▶ [How to complete this task]:
List every line below containing "overalls".

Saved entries
········
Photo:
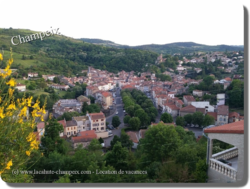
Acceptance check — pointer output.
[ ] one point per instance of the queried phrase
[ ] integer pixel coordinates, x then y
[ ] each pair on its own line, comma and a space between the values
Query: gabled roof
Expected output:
133, 136
71, 123
190, 108
213, 114
228, 79
235, 127
94, 116
223, 110
234, 114
85, 136
189, 98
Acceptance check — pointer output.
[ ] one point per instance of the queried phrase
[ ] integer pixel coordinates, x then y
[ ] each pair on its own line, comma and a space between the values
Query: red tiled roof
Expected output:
233, 114
106, 94
132, 136
202, 110
228, 79
40, 125
213, 114
172, 106
84, 136
189, 98
235, 127
97, 115
223, 110
189, 108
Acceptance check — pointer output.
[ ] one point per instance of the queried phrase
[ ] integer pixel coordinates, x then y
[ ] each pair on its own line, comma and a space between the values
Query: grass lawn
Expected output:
18, 59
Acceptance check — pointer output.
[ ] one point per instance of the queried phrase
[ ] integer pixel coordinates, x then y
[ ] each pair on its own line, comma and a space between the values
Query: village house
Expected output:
98, 124
60, 87
71, 128
82, 122
133, 136
32, 74
66, 105
197, 93
190, 109
222, 115
83, 99
187, 99
20, 87
83, 138
40, 130
203, 104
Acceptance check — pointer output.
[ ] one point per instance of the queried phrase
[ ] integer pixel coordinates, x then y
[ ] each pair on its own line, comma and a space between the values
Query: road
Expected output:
119, 108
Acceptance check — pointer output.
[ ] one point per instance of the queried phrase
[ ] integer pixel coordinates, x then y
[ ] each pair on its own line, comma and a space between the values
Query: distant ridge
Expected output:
170, 48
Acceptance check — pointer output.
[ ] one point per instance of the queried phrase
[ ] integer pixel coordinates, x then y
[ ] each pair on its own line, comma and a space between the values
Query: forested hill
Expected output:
171, 48
64, 55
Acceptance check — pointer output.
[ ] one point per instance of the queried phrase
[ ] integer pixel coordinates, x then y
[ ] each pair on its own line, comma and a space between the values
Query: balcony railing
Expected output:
223, 168
226, 154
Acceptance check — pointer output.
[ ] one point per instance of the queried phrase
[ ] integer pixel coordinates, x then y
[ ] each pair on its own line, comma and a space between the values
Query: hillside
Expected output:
171, 48
59, 54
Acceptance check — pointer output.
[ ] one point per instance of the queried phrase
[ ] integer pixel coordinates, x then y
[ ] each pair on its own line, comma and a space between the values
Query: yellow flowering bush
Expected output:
17, 137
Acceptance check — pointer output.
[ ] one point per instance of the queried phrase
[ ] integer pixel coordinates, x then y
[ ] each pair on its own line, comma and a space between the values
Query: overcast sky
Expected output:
132, 22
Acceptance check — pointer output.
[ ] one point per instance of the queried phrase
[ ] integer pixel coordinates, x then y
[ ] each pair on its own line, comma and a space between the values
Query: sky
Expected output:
132, 22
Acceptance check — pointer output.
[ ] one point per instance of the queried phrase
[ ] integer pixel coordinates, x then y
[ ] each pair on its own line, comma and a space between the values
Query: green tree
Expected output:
101, 140
117, 157
188, 118
208, 120
135, 123
94, 145
63, 179
125, 140
156, 144
116, 121
126, 119
51, 140
200, 173
84, 107
208, 80
166, 118
198, 118
114, 141
180, 121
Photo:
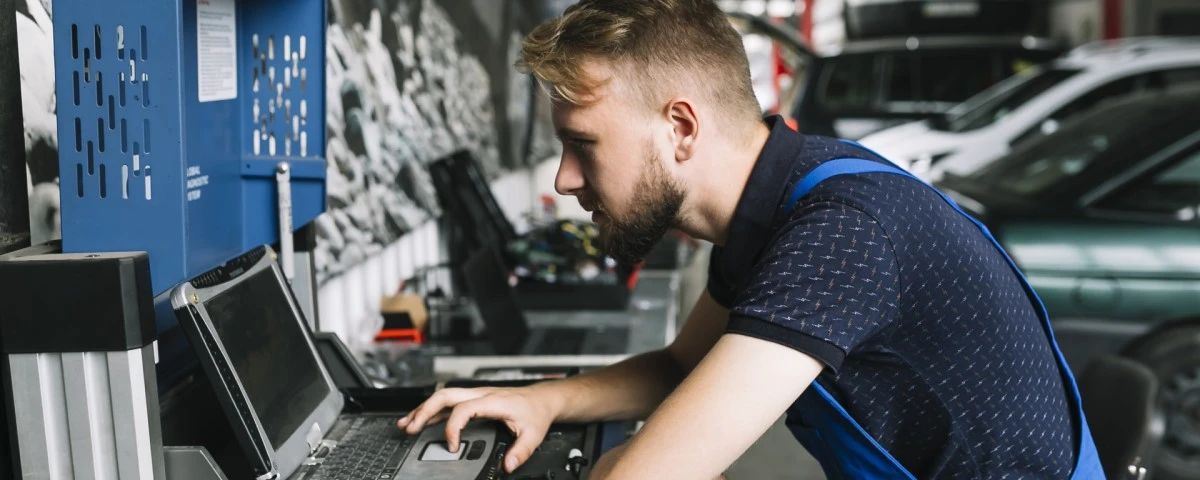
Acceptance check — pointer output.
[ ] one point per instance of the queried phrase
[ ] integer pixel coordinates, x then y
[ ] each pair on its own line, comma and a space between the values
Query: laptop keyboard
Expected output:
372, 448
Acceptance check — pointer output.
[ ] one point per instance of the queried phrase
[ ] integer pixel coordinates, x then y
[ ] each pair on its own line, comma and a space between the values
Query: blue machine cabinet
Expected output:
173, 117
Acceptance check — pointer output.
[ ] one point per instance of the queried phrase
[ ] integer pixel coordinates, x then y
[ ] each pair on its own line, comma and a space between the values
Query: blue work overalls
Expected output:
844, 449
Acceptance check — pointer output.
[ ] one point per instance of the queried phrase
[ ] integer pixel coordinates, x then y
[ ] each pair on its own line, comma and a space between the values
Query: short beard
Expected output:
654, 210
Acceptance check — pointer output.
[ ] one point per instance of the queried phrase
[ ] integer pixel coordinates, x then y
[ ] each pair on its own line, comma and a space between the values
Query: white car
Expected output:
1035, 102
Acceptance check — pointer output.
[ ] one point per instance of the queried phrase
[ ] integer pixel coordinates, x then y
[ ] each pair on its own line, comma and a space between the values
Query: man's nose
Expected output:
569, 180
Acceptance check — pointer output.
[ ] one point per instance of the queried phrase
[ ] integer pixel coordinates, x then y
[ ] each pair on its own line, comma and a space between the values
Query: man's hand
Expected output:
732, 396
527, 414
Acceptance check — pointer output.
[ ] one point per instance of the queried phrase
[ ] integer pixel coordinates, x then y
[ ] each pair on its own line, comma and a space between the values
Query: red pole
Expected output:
805, 19
1113, 10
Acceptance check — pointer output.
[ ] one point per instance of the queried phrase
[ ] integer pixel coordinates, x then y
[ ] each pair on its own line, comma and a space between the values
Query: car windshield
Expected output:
997, 102
1042, 166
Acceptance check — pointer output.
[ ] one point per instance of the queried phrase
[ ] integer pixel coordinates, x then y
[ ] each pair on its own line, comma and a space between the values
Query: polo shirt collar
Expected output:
754, 220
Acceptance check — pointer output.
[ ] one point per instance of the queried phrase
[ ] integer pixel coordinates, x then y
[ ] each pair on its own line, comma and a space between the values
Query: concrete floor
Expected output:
777, 455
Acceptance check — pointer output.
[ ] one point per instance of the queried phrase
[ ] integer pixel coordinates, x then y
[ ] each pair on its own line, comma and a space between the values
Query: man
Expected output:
887, 325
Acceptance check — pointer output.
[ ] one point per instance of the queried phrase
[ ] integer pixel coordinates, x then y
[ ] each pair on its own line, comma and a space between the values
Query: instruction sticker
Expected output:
216, 40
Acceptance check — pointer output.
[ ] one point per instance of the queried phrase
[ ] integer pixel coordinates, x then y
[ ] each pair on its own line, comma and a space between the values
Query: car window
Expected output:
1174, 191
901, 81
997, 102
1087, 143
1175, 77
1053, 162
955, 76
847, 82
1110, 90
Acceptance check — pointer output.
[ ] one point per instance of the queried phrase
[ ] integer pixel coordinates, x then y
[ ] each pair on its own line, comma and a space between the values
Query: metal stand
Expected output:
77, 331
191, 463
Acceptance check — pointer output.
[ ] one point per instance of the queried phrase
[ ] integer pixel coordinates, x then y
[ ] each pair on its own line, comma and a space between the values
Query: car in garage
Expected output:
871, 84
1036, 102
1103, 217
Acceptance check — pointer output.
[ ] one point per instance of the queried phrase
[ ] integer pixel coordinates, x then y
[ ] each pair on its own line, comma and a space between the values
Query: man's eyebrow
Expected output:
564, 132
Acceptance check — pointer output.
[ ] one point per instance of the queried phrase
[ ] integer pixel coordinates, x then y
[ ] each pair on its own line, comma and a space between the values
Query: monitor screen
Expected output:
268, 347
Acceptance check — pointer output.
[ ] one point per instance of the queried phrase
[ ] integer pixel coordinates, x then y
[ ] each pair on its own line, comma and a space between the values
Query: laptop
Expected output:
509, 331
282, 405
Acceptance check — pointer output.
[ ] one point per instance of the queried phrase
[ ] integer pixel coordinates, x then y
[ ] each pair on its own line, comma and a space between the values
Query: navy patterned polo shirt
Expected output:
929, 340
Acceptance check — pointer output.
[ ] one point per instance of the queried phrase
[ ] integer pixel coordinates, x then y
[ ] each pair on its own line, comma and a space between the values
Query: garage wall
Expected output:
1077, 21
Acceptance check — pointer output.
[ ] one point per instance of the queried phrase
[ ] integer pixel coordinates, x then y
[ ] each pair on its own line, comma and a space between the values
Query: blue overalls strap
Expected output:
839, 443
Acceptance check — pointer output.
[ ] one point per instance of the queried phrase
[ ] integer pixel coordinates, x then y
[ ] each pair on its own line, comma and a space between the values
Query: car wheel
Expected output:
1173, 353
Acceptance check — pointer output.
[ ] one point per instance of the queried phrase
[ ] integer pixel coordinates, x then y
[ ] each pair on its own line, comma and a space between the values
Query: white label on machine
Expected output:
216, 40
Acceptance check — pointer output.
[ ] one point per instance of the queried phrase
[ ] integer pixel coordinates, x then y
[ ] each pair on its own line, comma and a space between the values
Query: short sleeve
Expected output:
718, 287
825, 286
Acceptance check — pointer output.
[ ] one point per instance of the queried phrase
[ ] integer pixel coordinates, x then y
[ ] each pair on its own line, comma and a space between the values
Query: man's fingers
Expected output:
439, 401
522, 448
457, 421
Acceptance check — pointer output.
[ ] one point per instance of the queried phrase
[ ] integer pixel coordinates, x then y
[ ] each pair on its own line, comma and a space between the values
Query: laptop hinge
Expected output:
313, 438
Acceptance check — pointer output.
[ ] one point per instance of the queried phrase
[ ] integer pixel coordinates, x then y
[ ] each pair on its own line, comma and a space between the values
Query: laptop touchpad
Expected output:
437, 451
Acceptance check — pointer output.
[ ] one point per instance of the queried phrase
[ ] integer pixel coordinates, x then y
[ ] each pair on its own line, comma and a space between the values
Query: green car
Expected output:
1103, 217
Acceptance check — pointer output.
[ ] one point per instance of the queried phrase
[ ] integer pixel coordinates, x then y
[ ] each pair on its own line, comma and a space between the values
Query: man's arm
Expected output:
736, 393
630, 389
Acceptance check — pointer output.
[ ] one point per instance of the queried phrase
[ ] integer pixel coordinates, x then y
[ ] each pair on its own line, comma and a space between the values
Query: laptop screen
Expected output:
487, 281
268, 348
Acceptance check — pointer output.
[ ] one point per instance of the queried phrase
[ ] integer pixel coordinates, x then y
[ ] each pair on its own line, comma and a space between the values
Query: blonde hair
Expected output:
653, 43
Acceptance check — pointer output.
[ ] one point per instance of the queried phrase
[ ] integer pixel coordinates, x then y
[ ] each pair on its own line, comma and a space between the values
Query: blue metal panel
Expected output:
136, 105
297, 90
118, 83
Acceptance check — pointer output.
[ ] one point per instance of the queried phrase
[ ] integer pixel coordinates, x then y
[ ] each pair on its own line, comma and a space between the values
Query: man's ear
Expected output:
685, 126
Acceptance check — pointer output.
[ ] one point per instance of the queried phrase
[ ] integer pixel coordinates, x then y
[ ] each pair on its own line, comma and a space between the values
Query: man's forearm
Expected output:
627, 390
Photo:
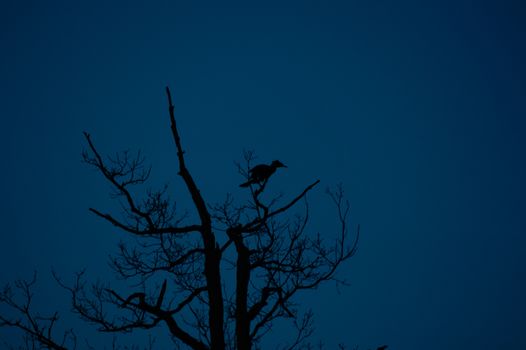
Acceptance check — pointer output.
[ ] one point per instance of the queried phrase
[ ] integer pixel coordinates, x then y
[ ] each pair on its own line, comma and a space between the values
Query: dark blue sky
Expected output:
417, 107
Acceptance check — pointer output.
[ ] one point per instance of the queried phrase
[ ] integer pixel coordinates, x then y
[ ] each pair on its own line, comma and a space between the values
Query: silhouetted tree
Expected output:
177, 270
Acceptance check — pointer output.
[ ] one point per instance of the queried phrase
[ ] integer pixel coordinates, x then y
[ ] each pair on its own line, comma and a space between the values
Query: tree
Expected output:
177, 270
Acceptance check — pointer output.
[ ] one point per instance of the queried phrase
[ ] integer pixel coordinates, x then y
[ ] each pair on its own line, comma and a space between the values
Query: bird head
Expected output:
277, 164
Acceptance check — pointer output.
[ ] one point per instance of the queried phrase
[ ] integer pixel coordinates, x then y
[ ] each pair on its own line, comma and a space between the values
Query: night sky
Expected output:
417, 107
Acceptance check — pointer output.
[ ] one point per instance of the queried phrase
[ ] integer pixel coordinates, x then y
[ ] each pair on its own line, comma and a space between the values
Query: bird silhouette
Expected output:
262, 172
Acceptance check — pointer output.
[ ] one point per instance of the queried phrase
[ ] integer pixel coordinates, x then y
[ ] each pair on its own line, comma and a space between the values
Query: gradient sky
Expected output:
417, 107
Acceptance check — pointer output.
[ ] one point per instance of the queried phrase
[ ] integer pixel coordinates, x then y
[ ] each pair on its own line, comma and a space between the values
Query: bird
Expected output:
262, 172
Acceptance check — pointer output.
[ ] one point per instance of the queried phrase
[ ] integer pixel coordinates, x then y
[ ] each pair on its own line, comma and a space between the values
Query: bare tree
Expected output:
177, 270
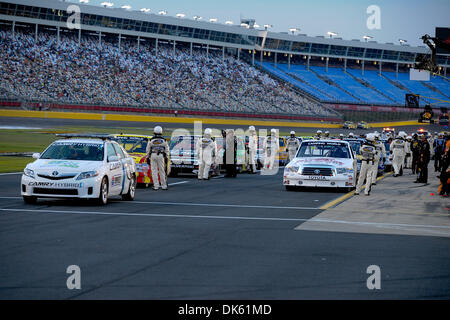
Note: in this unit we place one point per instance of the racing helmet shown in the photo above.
(157, 130)
(370, 137)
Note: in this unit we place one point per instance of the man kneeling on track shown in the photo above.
(398, 150)
(368, 153)
(206, 150)
(292, 145)
(158, 153)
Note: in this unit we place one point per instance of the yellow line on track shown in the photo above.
(346, 196)
(161, 119)
(397, 124)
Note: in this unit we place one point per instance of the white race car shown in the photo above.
(80, 166)
(322, 163)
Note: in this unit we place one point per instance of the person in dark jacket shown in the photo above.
(415, 148)
(230, 154)
(444, 177)
(424, 159)
(439, 150)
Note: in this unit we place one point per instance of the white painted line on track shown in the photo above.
(205, 204)
(222, 205)
(155, 215)
(177, 183)
(10, 173)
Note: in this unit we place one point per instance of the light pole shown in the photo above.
(331, 34)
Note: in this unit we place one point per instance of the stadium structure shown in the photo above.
(314, 77)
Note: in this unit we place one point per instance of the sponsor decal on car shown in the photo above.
(60, 163)
(114, 165)
(116, 180)
(317, 178)
(55, 184)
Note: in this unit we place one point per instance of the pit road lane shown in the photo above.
(217, 239)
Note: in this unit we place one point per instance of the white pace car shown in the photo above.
(80, 166)
(322, 163)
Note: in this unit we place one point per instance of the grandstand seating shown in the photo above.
(352, 86)
(66, 72)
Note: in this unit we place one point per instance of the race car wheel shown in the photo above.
(29, 199)
(103, 196)
(131, 190)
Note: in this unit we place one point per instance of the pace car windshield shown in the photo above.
(315, 149)
(133, 144)
(74, 151)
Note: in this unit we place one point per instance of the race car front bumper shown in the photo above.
(69, 188)
(337, 181)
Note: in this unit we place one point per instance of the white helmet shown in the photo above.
(370, 137)
(157, 130)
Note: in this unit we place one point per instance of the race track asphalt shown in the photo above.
(116, 125)
(217, 239)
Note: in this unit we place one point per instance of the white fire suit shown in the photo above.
(271, 147)
(368, 154)
(292, 145)
(158, 152)
(252, 151)
(398, 152)
(408, 155)
(206, 150)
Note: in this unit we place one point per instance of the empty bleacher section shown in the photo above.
(355, 87)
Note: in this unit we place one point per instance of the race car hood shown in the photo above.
(335, 162)
(63, 166)
(137, 157)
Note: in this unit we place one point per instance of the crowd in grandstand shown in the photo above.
(101, 73)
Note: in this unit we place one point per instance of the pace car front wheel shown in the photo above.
(29, 200)
(129, 196)
(103, 196)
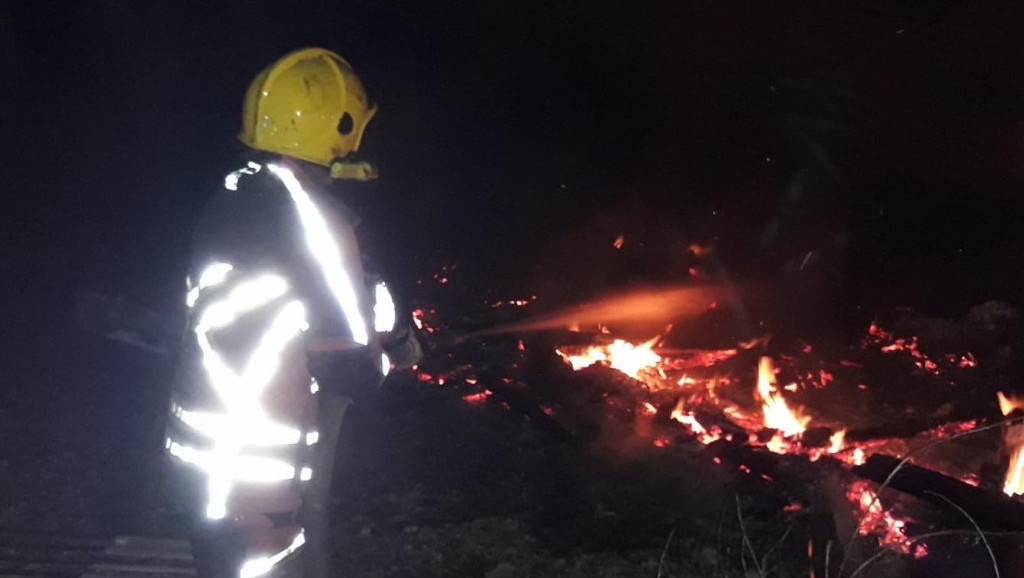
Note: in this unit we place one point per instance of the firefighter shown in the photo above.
(286, 328)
········
▶ [Response]:
Query: blue work overalls
Query: blue overalls strap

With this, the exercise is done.